▸ PROBLEM DETAILS
Revise the part of the records that opens with the line containing "of the fuzzy" and closes with the line containing "x=91, y=129": write those lines out again with "fuzzy stem" changed to "downy stem" and everything else left as it is.

▸ STORED RECORDS
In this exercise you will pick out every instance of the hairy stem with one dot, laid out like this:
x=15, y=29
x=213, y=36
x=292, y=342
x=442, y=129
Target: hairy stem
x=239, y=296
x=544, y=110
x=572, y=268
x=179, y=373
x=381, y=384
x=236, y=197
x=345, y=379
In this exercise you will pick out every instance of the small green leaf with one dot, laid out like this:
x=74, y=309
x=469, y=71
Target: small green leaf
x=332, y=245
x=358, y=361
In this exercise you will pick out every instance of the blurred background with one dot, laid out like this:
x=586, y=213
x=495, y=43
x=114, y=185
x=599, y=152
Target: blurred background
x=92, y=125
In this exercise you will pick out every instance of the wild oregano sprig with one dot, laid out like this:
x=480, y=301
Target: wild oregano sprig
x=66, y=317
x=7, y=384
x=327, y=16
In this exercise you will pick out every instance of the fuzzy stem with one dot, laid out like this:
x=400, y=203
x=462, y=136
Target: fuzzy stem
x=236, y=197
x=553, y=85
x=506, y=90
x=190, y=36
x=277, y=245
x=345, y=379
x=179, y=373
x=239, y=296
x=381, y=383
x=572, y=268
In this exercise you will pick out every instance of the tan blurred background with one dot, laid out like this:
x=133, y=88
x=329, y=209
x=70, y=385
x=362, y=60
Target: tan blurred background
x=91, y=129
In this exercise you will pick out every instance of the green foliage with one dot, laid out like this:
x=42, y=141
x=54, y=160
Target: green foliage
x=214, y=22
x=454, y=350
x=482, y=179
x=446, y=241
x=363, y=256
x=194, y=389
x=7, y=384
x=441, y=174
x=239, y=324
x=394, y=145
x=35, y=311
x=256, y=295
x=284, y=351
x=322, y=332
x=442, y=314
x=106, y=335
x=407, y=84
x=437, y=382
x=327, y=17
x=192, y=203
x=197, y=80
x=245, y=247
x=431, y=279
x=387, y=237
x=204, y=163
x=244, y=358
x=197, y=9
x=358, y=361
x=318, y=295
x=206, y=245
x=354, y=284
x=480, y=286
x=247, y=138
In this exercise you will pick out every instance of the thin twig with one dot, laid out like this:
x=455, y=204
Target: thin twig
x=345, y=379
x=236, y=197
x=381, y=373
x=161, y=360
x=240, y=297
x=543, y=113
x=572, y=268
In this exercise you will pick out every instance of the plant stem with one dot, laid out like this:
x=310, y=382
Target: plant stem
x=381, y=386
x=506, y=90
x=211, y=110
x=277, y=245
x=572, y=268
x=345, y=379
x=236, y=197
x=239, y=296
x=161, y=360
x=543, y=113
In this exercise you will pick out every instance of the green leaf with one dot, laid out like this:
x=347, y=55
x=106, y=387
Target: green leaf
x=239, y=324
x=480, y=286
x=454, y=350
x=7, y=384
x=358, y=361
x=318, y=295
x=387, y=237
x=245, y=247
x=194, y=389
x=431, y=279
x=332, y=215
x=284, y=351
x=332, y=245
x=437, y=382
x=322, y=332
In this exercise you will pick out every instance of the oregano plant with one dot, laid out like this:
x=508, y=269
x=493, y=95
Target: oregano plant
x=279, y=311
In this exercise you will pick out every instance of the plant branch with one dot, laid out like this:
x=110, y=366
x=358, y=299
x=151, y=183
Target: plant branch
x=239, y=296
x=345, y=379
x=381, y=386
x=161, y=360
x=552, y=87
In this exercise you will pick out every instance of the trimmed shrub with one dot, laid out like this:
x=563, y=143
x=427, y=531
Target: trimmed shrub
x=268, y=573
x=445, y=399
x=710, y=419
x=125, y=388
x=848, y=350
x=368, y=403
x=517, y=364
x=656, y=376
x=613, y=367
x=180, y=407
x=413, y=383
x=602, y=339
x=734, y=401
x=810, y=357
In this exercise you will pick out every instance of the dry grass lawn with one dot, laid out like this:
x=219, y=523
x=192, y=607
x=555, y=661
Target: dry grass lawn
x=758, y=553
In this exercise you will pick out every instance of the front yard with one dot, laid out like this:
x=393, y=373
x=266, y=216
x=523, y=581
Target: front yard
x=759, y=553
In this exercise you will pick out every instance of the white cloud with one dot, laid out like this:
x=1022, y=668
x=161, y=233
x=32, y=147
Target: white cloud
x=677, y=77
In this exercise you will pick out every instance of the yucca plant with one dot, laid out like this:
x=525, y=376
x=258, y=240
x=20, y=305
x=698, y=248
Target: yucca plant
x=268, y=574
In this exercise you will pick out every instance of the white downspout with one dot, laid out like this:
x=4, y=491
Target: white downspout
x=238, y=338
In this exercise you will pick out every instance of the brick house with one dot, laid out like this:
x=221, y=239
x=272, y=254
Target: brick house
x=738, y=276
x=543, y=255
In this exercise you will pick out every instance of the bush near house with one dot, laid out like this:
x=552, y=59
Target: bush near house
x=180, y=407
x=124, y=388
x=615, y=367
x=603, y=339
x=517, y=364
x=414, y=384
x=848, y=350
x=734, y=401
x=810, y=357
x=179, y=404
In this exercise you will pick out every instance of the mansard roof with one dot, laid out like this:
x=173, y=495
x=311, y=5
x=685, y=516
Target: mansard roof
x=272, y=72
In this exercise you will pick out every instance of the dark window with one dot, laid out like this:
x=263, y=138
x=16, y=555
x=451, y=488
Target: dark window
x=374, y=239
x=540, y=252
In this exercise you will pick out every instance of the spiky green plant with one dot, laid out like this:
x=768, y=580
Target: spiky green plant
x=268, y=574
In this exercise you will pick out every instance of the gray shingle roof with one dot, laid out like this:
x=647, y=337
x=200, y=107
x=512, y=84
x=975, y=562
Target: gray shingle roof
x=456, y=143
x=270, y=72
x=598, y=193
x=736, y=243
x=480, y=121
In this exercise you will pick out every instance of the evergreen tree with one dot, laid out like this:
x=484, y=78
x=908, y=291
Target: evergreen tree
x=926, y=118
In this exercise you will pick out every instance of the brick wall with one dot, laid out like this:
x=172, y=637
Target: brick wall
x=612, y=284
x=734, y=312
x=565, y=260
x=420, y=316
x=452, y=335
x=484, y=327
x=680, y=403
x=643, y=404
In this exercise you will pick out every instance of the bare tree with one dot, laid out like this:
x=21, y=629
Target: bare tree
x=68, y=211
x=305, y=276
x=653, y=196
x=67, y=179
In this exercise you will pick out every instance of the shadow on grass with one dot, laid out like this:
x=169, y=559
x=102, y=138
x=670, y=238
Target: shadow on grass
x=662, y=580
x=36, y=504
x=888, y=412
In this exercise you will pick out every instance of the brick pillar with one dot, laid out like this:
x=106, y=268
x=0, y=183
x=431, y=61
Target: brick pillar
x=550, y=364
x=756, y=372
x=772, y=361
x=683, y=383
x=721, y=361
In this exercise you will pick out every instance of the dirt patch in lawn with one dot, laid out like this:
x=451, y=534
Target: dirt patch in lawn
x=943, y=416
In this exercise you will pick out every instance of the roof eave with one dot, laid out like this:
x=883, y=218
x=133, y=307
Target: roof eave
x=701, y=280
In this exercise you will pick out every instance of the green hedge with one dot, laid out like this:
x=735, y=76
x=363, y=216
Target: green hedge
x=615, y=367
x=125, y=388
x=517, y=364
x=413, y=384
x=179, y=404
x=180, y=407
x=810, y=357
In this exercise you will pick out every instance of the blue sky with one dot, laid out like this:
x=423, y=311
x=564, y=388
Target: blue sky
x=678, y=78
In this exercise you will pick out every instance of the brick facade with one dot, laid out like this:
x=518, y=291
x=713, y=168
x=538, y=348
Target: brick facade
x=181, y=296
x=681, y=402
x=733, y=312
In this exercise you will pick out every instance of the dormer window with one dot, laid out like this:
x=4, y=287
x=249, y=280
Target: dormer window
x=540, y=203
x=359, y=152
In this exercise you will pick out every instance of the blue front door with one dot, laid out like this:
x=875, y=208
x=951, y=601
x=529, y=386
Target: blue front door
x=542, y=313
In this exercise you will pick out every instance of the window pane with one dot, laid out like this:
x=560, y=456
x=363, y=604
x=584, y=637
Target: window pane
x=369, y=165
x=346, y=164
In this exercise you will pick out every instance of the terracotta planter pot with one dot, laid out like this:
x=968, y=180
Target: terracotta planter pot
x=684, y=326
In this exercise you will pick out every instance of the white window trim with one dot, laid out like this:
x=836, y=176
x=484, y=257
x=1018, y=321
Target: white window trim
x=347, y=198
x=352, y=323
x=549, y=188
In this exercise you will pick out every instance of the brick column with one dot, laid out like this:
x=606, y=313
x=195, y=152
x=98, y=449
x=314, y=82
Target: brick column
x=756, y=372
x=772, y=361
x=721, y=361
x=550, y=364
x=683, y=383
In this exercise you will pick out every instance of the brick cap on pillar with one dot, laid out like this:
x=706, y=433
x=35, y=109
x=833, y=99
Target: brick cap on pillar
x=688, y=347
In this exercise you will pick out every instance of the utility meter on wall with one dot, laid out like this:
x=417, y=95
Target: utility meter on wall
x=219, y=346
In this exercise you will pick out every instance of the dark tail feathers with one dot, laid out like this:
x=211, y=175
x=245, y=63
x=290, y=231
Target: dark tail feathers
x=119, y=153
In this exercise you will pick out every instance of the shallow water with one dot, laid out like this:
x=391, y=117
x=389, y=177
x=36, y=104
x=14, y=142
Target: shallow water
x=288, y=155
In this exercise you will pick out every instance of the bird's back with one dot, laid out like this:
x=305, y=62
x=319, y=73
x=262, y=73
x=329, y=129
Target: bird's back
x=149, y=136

▸ RESULT OF THE TASK
In this exercise you will pick out every instance of the downy stem with one dot, laid out like this:
x=400, y=203
x=462, y=136
Target: downy stem
x=236, y=197
x=553, y=85
x=506, y=90
x=190, y=36
x=277, y=245
x=345, y=379
x=179, y=373
x=239, y=296
x=381, y=383
x=572, y=268
In this exercise you will pick out every instance of the tan blurred background with one dot, laid out like this:
x=133, y=88
x=329, y=209
x=70, y=385
x=362, y=60
Target: tan blurred background
x=91, y=129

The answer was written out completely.